• [Dataset]

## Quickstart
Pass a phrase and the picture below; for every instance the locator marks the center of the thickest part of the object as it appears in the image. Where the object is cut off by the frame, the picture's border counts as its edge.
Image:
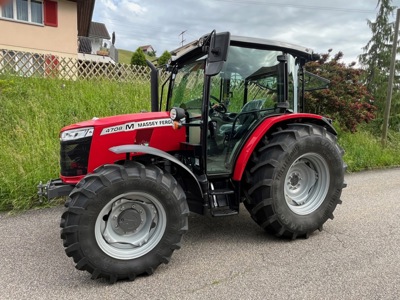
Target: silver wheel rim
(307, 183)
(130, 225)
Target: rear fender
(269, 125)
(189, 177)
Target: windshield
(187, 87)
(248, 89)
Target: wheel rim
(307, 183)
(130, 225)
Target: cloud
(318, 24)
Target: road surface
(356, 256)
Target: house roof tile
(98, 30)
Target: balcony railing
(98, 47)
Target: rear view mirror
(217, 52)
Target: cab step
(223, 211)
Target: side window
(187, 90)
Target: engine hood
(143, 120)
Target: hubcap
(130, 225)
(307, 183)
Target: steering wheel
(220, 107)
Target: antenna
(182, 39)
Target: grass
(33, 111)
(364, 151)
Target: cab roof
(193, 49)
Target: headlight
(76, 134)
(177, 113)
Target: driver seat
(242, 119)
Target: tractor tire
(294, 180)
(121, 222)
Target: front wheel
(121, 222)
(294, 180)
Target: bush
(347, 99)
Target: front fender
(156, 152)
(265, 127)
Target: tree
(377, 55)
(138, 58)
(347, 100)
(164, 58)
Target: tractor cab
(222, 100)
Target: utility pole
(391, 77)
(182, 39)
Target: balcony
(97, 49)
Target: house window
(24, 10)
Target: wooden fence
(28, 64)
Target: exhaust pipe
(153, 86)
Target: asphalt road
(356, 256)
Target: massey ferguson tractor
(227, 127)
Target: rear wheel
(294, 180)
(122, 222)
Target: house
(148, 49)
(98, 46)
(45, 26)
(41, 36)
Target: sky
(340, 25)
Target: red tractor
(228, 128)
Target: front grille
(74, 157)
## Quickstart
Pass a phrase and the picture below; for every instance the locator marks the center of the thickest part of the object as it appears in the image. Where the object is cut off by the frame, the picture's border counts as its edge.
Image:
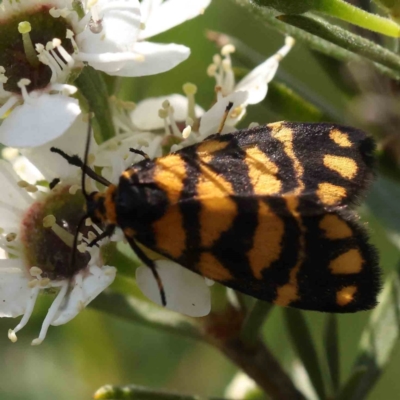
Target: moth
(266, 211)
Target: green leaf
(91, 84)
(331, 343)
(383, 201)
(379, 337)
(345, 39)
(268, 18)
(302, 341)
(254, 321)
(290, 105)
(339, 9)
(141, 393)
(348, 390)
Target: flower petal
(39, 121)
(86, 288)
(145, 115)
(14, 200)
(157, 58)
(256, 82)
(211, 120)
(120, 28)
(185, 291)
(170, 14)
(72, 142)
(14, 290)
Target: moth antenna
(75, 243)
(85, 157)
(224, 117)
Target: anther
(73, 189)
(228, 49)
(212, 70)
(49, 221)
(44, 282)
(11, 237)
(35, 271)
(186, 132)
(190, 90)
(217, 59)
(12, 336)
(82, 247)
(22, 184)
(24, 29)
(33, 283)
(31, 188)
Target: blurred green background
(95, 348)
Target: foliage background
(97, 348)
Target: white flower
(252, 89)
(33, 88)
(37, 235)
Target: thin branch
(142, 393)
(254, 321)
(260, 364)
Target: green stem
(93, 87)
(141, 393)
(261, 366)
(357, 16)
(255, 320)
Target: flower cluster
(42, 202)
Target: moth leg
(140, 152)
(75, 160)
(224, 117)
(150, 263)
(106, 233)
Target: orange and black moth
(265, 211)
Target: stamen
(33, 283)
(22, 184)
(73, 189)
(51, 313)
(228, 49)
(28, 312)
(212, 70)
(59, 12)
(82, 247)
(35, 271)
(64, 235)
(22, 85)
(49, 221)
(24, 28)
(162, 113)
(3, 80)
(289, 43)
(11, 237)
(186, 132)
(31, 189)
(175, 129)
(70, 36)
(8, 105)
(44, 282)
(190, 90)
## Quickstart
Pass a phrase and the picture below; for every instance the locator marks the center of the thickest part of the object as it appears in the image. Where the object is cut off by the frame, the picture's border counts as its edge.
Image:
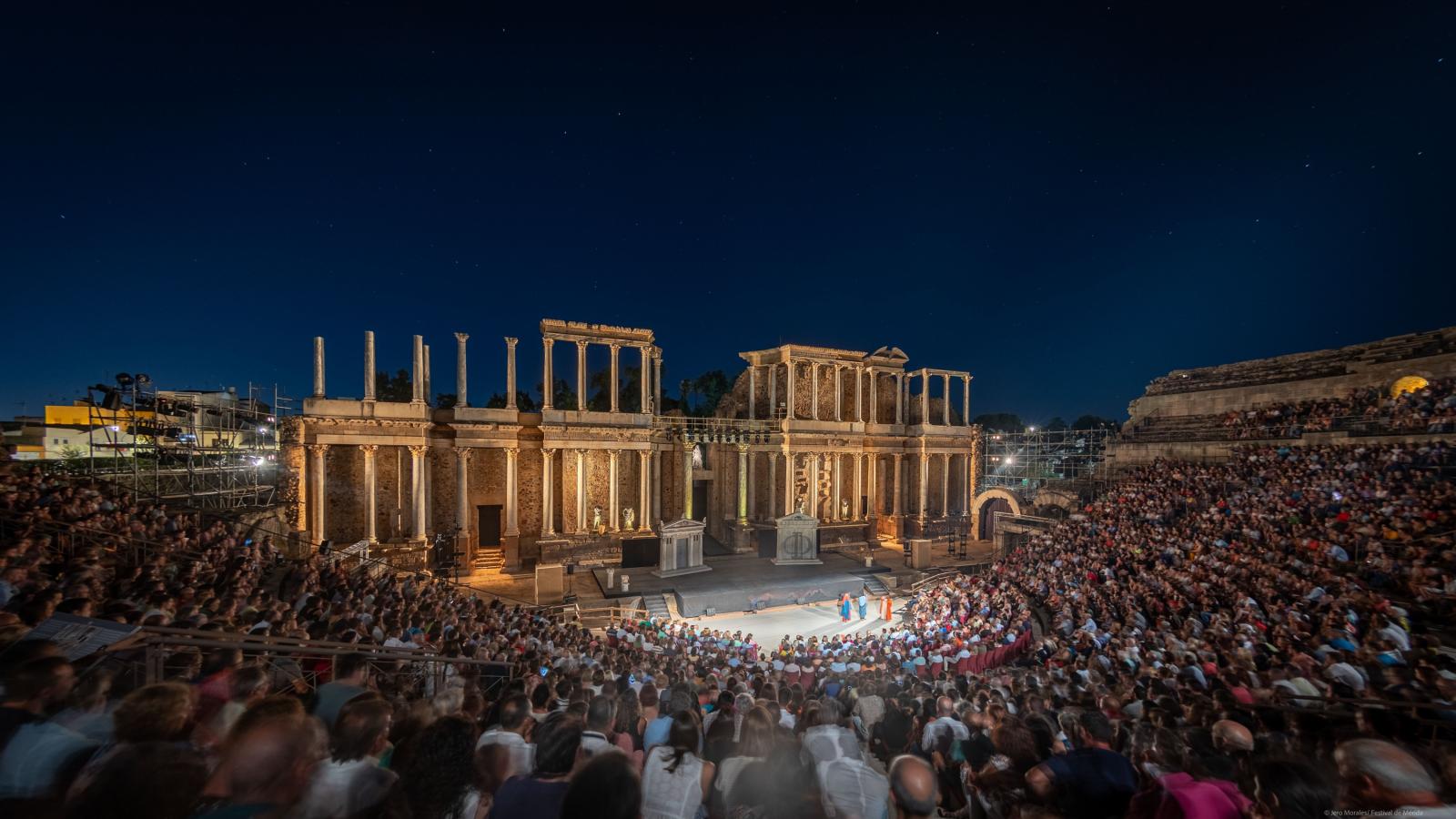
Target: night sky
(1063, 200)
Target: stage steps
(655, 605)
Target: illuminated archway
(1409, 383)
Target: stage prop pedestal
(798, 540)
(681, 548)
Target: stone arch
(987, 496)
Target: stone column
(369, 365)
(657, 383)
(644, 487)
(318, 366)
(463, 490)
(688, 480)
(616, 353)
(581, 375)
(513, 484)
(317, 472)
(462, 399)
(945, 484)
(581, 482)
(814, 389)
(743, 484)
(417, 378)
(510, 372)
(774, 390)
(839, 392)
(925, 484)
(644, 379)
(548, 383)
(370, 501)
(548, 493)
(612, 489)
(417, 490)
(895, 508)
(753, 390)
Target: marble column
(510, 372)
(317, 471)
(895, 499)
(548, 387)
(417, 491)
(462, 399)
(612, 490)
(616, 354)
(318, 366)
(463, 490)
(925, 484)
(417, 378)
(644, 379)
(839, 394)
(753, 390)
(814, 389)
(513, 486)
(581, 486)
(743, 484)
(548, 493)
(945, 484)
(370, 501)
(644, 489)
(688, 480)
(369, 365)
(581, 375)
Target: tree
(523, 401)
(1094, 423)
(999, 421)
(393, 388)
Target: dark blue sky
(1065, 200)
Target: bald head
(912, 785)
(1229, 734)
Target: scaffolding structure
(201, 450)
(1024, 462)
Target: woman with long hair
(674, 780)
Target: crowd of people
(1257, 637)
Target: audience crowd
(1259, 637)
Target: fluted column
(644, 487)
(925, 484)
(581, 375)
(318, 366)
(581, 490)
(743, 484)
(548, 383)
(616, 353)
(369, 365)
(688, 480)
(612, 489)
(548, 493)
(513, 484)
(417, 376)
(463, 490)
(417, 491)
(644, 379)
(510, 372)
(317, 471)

• [Directions for this task]
Leave out the pictures and give the listing above again exactly.

• [Finished task]
## Quickstart
Pass a phrase and the picture below; for every instance the locator marks the center of the thickest part of the object as it appears in the image. Where the object is cut off by the frame, the picture's border counts as its edge.
Image:
Target: silver wheel rim
(307, 183)
(130, 225)
Target: rear fender
(269, 125)
(189, 177)
Target: windshield
(187, 87)
(248, 89)
Target: wheel rim
(307, 183)
(130, 225)
Target: cloud
(318, 24)
Target: road surface
(356, 256)
Target: house roof tile
(98, 30)
Target: balcony railing
(98, 47)
Target: rear view mirror
(217, 52)
Target: cab step
(223, 211)
Target: side window
(187, 90)
Target: engine hood
(143, 120)
Target: hubcap
(130, 225)
(307, 183)
Target: steering wheel
(220, 107)
Target: antenna
(182, 39)
Target: grass
(33, 111)
(364, 151)
Target: cab roof
(193, 49)
Target: headlight
(76, 134)
(177, 113)
Target: driver seat
(242, 119)
Target: tractor tire
(294, 180)
(121, 222)
Target: front wheel
(121, 222)
(294, 180)
Target: bush
(347, 99)
Target: front fender
(156, 152)
(265, 127)
Target: tree
(377, 55)
(138, 58)
(347, 100)
(164, 58)
Target: tractor cab
(222, 100)
Target: utility pole
(391, 77)
(182, 39)
Target: balcony
(97, 49)
Target: house window
(24, 10)
Target: wooden fence
(28, 64)
Target: exhaust pipe
(153, 86)
Target: asphalt road
(356, 256)
Target: massey ferguson tractor
(227, 127)
Target: rear wheel
(294, 180)
(122, 222)
Target: house
(148, 49)
(98, 46)
(45, 26)
(41, 36)
Target: sky
(340, 25)
Target: red tractor
(228, 128)
Target: front grille
(74, 157)
## Quickstart
Pass a phrase and the picture below; for every instance the locator marks the center of the thickest part of the object as it appears in the image. Where the object is cut off by the frame, the picture's border counts as its edge.
Image:
Target: moth
(266, 211)
Target: green leaf
(91, 84)
(331, 343)
(383, 201)
(379, 337)
(345, 39)
(268, 18)
(302, 341)
(254, 321)
(290, 105)
(339, 9)
(141, 393)
(348, 390)
Target: flower petal
(39, 121)
(86, 288)
(145, 115)
(14, 200)
(157, 58)
(256, 82)
(211, 120)
(120, 28)
(185, 291)
(170, 14)
(72, 142)
(14, 290)
Target: moth antenna
(75, 243)
(85, 157)
(224, 117)
Target: anther
(73, 189)
(228, 49)
(212, 70)
(49, 221)
(44, 282)
(11, 237)
(35, 271)
(186, 132)
(190, 90)
(217, 59)
(12, 336)
(82, 247)
(22, 184)
(24, 29)
(33, 283)
(31, 188)
Target: blurred green background
(95, 348)
Target: foliage background
(97, 348)
Target: white flower
(252, 89)
(33, 88)
(37, 235)
Target: thin branch
(142, 393)
(254, 321)
(260, 364)
Target: green stem
(93, 87)
(141, 393)
(261, 366)
(357, 16)
(255, 320)
Target: flower cluster
(42, 202)
Target: moth leg
(140, 152)
(75, 160)
(224, 117)
(150, 263)
(106, 233)
Target: orange and black moth
(265, 211)
Target: stamen
(33, 283)
(22, 184)
(73, 189)
(51, 313)
(228, 49)
(28, 312)
(212, 70)
(59, 12)
(82, 247)
(35, 271)
(64, 235)
(22, 85)
(49, 221)
(24, 28)
(162, 113)
(3, 80)
(289, 43)
(11, 237)
(186, 132)
(31, 189)
(175, 129)
(70, 36)
(8, 105)
(44, 282)
(190, 90)
## Quickstart
Pass a phrase and the picture below; for every instance the locator marks the center of the thickest part of the object as it appears in the image. Where the object is cut off by the frame, the picture's border counts as its edge.
Image:
Target: night sky
(1063, 200)
Target: stage steps
(655, 605)
Target: illuminated archway
(1409, 383)
Target: stage prop pedestal
(798, 540)
(681, 548)
Target: stone arch
(987, 496)
Target: stone column
(369, 365)
(657, 383)
(644, 487)
(318, 366)
(463, 490)
(688, 480)
(616, 353)
(581, 375)
(513, 484)
(317, 472)
(462, 399)
(945, 484)
(581, 482)
(814, 389)
(743, 484)
(417, 378)
(510, 372)
(774, 390)
(839, 392)
(925, 484)
(644, 379)
(548, 383)
(370, 501)
(548, 493)
(612, 489)
(417, 490)
(895, 508)
(753, 390)
Target: marble column
(510, 372)
(317, 471)
(895, 499)
(548, 387)
(417, 491)
(462, 399)
(612, 490)
(616, 354)
(318, 366)
(463, 490)
(925, 484)
(417, 378)
(644, 379)
(839, 394)
(753, 390)
(814, 389)
(513, 486)
(581, 486)
(743, 484)
(548, 493)
(945, 484)
(370, 501)
(644, 489)
(688, 480)
(369, 365)
(581, 375)
Target: tree
(523, 401)
(1094, 423)
(999, 421)
(393, 388)
Target: dark blue sky
(1065, 200)
Target: bald head
(912, 785)
(1229, 734)
Target: scaffolding structure
(201, 450)
(1024, 462)
Target: woman with long hair
(674, 780)
Target: crowd of people
(1257, 637)
Target: audience crowd
(1259, 637)
Target: fluted column
(644, 487)
(925, 484)
(581, 375)
(318, 366)
(581, 490)
(743, 484)
(548, 383)
(616, 353)
(369, 365)
(688, 480)
(612, 489)
(548, 493)
(513, 484)
(417, 376)
(463, 490)
(417, 491)
(644, 379)
(510, 372)
(317, 471)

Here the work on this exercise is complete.